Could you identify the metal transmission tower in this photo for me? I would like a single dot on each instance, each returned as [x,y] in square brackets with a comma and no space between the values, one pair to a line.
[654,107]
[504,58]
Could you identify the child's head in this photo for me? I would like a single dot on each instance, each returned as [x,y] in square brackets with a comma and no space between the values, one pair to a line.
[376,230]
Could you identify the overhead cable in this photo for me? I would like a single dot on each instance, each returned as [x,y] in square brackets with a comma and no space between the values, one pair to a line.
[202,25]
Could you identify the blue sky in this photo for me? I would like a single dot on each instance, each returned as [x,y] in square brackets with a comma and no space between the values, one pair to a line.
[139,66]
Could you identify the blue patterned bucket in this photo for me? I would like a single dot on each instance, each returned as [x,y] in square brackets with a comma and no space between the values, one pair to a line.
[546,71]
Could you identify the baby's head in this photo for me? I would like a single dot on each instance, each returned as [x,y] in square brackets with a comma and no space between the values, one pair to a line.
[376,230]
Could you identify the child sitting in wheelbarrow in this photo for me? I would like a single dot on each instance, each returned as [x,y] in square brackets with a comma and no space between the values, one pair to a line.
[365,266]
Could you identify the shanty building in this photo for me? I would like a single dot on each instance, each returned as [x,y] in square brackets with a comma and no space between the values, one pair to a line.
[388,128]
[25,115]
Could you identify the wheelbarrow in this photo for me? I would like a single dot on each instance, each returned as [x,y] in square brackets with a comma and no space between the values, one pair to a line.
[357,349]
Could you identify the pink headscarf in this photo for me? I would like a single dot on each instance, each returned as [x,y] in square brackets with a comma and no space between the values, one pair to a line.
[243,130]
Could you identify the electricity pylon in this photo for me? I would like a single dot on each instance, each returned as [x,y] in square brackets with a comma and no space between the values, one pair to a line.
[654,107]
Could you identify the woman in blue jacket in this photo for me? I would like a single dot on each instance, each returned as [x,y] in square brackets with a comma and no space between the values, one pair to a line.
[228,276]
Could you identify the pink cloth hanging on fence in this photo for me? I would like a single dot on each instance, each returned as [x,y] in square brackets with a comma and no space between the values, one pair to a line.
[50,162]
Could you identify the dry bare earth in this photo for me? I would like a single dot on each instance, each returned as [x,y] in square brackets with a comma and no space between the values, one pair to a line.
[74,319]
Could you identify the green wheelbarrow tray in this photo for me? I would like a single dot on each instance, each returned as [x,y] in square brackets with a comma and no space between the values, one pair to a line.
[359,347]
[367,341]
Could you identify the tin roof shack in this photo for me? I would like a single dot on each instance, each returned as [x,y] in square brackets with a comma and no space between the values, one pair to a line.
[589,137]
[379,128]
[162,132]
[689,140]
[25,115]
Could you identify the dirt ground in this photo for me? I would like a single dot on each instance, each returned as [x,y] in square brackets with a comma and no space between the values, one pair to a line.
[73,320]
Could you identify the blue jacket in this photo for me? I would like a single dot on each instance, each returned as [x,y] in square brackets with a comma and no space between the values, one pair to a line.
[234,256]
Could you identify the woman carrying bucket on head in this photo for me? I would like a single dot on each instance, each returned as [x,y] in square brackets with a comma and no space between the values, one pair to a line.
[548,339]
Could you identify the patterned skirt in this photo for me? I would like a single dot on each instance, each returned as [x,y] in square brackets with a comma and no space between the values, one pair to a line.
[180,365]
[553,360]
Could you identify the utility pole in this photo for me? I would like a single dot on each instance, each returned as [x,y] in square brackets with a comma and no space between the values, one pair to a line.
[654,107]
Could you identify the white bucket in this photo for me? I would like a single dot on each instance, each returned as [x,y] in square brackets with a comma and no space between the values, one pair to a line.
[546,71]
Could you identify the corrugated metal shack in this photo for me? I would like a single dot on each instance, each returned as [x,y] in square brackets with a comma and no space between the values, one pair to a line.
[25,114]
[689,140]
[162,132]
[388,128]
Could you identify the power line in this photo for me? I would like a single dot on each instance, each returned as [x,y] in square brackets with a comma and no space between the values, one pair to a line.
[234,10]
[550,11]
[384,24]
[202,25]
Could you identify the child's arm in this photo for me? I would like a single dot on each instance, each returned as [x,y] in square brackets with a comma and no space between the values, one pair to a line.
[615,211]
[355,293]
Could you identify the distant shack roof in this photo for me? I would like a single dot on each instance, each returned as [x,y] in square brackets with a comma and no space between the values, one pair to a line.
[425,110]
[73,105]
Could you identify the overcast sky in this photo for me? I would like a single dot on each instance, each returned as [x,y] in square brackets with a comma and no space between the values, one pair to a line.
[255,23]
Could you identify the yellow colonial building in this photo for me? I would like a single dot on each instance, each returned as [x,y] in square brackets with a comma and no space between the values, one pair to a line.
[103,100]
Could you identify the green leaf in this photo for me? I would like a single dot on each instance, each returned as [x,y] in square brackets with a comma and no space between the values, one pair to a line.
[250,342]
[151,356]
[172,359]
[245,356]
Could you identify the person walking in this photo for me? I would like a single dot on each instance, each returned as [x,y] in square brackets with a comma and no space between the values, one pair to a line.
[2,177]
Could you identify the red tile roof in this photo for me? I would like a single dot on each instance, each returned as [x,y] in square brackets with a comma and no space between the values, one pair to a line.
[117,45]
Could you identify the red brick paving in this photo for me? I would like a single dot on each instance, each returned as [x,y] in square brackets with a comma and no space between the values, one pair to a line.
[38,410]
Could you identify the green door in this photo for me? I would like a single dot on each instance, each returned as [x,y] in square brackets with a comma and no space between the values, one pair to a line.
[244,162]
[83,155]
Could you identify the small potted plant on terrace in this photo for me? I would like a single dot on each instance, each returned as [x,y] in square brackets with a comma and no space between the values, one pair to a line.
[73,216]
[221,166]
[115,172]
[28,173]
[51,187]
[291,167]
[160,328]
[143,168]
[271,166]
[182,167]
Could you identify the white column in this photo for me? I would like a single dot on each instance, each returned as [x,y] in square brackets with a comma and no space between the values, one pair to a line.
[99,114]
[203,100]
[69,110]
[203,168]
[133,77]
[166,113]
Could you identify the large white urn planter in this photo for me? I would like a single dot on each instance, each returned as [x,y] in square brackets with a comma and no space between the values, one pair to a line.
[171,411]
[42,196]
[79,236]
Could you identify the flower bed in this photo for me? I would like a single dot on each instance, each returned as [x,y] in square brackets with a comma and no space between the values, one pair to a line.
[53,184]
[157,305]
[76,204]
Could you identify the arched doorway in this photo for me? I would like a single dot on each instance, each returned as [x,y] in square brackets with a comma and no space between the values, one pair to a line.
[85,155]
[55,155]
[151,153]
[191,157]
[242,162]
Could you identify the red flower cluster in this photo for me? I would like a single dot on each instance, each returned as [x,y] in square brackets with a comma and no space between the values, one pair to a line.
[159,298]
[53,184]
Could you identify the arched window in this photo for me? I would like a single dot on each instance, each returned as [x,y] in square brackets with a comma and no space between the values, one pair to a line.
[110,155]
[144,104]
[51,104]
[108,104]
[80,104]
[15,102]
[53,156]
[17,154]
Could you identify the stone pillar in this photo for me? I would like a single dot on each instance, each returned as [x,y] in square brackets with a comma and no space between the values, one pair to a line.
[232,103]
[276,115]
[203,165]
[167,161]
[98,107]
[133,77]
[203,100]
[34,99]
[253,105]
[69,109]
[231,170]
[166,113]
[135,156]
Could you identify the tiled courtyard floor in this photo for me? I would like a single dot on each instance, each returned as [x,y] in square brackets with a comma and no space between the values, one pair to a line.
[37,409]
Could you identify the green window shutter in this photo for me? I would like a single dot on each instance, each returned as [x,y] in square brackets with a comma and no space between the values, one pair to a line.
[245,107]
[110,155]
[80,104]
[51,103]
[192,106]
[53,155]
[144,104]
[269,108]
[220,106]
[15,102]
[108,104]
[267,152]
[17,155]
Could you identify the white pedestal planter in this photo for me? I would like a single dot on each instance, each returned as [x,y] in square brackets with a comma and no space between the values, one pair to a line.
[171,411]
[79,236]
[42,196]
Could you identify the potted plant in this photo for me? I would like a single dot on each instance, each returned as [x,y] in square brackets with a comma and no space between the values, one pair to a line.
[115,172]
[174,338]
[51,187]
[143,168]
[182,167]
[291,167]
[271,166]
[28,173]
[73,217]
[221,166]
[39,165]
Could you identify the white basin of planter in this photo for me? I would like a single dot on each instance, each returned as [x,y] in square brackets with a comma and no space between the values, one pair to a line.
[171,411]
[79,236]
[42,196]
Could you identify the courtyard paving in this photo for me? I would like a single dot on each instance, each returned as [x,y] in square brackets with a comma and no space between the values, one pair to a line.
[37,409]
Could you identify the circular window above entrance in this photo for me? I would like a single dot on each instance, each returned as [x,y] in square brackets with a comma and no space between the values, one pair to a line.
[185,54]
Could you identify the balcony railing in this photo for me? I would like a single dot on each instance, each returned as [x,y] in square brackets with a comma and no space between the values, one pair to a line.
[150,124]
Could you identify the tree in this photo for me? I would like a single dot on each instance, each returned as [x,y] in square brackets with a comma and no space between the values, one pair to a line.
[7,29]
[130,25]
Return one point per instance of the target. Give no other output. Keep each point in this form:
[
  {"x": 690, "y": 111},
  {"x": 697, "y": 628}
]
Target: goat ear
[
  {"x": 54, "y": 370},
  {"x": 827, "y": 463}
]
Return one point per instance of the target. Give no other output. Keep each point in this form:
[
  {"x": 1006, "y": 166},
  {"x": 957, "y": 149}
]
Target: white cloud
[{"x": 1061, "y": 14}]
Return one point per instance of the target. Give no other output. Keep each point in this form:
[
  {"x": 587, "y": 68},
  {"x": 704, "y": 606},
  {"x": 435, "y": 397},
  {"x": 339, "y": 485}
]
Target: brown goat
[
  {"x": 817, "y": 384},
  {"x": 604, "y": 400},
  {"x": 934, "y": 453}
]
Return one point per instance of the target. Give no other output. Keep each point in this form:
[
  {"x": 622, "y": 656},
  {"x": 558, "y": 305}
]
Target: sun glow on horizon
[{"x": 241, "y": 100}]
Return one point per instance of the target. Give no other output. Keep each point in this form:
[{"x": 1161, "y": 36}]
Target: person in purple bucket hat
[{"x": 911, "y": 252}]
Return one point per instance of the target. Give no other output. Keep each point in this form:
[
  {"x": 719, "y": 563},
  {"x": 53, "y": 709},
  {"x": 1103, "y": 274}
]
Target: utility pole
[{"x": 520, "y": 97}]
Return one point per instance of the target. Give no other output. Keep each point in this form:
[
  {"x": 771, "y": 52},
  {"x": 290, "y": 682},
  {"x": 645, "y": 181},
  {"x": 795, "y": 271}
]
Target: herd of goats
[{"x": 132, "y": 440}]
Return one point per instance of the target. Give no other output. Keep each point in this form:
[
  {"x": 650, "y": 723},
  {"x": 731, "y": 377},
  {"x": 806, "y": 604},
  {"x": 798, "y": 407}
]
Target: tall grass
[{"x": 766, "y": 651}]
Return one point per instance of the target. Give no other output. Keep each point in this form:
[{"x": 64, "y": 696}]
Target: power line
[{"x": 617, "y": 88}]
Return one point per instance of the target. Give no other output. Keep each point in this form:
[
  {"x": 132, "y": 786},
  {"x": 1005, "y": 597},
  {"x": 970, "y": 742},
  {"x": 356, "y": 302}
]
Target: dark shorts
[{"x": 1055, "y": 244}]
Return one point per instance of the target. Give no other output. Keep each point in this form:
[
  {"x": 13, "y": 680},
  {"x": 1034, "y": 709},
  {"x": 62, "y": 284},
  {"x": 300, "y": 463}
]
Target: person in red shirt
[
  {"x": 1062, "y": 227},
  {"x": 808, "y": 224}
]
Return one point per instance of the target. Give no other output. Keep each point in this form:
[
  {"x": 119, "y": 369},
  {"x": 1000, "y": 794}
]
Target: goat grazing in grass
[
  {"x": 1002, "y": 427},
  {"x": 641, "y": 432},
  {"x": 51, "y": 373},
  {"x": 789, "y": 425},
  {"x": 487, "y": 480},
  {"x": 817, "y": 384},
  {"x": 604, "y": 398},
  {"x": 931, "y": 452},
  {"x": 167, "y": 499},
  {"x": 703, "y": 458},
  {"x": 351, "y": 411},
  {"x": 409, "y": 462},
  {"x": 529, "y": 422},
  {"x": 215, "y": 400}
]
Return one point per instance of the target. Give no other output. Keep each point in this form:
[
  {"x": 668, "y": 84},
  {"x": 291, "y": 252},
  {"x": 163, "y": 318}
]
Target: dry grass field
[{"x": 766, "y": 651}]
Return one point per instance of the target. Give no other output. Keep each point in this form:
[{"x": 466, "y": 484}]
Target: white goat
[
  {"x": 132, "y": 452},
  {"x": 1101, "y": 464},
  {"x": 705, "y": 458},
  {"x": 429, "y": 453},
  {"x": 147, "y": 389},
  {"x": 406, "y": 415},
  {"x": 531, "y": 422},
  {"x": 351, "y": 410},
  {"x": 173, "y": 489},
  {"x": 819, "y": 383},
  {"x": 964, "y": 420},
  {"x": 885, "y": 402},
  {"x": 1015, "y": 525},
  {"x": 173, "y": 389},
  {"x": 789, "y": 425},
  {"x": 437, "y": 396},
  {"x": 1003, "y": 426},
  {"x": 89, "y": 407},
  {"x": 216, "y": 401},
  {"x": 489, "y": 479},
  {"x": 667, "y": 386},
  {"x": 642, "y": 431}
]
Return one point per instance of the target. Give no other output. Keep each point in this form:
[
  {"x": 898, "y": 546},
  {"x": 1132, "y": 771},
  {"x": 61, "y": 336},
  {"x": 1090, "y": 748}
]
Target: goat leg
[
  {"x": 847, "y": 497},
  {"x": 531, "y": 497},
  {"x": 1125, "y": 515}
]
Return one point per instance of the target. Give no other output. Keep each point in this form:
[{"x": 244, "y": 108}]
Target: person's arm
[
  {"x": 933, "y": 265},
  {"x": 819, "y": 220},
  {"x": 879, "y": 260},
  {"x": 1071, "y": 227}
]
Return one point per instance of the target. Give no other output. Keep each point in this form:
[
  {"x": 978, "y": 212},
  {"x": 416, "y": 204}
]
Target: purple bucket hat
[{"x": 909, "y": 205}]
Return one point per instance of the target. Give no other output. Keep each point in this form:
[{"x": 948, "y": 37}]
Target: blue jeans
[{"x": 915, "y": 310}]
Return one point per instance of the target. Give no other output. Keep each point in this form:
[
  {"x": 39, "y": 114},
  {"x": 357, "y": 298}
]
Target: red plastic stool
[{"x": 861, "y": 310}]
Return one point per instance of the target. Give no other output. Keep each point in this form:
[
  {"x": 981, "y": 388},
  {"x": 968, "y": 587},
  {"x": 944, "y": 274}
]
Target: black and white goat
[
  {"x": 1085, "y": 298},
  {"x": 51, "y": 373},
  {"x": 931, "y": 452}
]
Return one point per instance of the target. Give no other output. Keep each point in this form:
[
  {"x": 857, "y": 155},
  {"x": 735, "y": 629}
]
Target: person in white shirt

= = = = = = =

**WHAT IS ASKED**
Pull out every line of the items that contains the word "green" and list those lines.

**TASK ANSWER**
Could you identify the green wheelbarrow tray in this photo for me? I would like a single dot on each instance, each returned as [x,y] in square brackets with a comma and no space between the values, one pair to a line.
Could you identify the green leaf in this photo for me? I would like a single dot on each instance, each returned as [x,y] in square brackets with a comma and no space between the values, one pair to a line.
Could you identify the green door in this photo for me? I would like a single dot on each instance, each returned as [x,y] in square brackets with a comma and no space between the values, one pair to a line.
Could you identify the green window shutter in this photo for me? I would like a single dot on each instance, each returned as [x,y] in square brackets with a comma and no space between the values, one pair to a line.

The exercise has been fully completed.